Copy out every line in the rows below that contains the string "long". Match it with case taken into account.

==========

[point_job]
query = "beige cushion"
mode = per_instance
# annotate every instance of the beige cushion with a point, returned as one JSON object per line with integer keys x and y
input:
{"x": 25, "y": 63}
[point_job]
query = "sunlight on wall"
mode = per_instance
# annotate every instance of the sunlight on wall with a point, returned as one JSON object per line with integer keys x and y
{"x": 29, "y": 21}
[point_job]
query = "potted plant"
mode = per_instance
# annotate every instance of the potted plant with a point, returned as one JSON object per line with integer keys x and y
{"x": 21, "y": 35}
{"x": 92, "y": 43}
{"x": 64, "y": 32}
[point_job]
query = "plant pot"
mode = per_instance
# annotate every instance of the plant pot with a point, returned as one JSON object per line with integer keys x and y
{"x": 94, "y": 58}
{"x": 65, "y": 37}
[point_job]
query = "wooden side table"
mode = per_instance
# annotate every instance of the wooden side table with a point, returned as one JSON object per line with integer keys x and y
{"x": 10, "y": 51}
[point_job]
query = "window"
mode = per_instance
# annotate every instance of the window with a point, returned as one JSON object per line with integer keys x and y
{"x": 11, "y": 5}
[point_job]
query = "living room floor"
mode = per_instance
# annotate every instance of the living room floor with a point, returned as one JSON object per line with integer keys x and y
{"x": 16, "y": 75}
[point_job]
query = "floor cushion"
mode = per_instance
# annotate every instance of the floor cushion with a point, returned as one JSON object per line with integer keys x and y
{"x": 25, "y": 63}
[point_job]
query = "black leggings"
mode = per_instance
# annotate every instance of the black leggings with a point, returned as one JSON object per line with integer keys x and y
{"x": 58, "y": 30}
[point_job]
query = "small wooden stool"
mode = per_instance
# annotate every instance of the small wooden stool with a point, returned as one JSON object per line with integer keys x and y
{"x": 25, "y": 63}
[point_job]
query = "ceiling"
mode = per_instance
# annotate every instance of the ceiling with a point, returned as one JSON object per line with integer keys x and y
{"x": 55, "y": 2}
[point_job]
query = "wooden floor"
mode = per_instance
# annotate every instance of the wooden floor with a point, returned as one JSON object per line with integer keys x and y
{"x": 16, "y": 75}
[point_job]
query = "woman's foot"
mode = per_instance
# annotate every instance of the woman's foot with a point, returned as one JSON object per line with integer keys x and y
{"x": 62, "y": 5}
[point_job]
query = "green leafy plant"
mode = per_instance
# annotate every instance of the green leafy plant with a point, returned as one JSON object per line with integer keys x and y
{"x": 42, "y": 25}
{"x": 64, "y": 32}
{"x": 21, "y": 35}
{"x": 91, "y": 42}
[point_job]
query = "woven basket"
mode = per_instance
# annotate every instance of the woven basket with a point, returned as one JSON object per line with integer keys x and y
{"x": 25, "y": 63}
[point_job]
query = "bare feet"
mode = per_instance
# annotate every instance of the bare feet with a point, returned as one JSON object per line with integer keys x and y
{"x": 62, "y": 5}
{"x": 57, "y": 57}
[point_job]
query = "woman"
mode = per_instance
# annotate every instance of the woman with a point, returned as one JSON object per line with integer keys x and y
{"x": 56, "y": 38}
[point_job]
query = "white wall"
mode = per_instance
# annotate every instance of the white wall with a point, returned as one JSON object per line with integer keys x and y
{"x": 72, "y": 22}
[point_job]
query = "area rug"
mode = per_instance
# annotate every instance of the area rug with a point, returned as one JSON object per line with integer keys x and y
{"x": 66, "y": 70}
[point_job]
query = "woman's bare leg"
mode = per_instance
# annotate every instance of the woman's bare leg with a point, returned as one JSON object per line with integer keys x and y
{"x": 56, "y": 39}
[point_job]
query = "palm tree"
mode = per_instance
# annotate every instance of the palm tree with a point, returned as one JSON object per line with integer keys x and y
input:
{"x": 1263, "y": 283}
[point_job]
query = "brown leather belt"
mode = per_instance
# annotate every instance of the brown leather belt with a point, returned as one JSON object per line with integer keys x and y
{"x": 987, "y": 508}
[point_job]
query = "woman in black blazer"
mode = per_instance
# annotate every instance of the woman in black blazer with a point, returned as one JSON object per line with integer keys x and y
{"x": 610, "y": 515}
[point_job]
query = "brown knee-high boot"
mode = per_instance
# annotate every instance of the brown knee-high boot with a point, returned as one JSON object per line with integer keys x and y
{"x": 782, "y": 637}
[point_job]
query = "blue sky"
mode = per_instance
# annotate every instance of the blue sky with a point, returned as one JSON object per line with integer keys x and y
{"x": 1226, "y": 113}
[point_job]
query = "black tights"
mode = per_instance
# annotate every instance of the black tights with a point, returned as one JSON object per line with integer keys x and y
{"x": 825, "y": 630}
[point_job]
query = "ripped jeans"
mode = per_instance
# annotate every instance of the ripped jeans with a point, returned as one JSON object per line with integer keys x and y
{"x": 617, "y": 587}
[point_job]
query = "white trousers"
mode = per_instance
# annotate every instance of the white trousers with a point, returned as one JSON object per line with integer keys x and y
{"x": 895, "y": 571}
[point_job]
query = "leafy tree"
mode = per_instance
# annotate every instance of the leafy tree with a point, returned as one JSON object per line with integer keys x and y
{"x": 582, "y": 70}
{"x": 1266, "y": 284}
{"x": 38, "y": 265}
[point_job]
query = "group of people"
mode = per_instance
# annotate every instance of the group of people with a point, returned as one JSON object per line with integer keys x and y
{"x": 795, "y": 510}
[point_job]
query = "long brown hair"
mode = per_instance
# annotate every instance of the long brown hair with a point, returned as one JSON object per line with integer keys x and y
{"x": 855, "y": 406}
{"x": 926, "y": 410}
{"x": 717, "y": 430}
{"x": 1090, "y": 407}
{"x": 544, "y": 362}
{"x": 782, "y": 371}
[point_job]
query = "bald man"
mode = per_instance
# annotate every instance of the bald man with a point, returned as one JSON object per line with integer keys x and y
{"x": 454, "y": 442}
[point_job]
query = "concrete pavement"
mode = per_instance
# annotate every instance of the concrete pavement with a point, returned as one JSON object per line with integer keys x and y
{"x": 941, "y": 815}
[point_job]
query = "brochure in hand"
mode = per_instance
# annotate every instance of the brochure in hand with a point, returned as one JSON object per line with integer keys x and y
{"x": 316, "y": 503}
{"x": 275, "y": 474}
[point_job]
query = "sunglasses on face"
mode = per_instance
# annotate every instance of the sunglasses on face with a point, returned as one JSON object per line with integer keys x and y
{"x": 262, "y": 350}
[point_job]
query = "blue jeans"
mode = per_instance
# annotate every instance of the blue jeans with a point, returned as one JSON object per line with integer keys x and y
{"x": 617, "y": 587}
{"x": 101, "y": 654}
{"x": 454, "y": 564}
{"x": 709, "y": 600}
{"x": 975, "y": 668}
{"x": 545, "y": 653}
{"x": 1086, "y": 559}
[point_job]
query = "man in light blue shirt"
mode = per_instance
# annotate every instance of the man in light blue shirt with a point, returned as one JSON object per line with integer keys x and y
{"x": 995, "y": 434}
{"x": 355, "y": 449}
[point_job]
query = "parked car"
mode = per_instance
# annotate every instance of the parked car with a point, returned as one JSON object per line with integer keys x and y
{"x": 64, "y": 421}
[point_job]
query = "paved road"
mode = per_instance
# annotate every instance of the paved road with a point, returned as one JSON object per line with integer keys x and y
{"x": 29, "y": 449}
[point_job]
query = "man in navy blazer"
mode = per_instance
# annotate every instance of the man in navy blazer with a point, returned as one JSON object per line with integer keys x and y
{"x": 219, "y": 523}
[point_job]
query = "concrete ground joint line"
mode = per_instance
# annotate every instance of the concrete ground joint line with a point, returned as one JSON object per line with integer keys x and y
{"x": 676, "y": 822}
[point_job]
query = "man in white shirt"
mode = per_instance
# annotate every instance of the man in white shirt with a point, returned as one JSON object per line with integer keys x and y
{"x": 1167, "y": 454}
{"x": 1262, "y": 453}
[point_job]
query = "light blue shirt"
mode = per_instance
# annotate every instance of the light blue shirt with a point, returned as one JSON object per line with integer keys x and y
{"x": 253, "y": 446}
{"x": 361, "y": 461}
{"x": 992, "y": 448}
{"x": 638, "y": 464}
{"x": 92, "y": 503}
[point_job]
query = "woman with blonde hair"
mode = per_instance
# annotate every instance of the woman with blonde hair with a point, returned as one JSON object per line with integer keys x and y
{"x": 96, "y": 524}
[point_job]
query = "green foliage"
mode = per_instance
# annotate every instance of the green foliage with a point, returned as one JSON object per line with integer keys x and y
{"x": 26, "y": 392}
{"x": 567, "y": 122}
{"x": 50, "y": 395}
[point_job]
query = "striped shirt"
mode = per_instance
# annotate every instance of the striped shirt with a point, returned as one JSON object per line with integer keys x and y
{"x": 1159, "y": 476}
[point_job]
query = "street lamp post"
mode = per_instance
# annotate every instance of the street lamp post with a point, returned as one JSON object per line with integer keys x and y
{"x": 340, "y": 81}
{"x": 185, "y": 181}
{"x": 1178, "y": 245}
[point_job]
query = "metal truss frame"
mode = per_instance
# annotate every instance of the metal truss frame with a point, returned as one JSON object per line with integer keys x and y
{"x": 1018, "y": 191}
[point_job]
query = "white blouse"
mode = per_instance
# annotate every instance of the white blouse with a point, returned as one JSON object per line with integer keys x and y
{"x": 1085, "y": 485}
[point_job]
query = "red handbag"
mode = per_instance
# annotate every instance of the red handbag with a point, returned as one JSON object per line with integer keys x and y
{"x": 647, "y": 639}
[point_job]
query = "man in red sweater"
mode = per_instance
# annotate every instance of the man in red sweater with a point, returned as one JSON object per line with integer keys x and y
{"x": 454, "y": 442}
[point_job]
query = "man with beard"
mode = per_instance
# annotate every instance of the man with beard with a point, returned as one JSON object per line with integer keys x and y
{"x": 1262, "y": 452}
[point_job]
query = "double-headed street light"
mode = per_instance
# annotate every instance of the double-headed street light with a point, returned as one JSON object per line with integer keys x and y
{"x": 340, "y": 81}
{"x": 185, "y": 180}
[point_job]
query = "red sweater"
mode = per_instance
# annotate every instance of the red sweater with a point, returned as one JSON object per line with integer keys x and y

==========

* Result below:
query = "long brown hair"
# annotate every instance of the long brown hair with a point, returned as one JSON object per line with integer keys x and y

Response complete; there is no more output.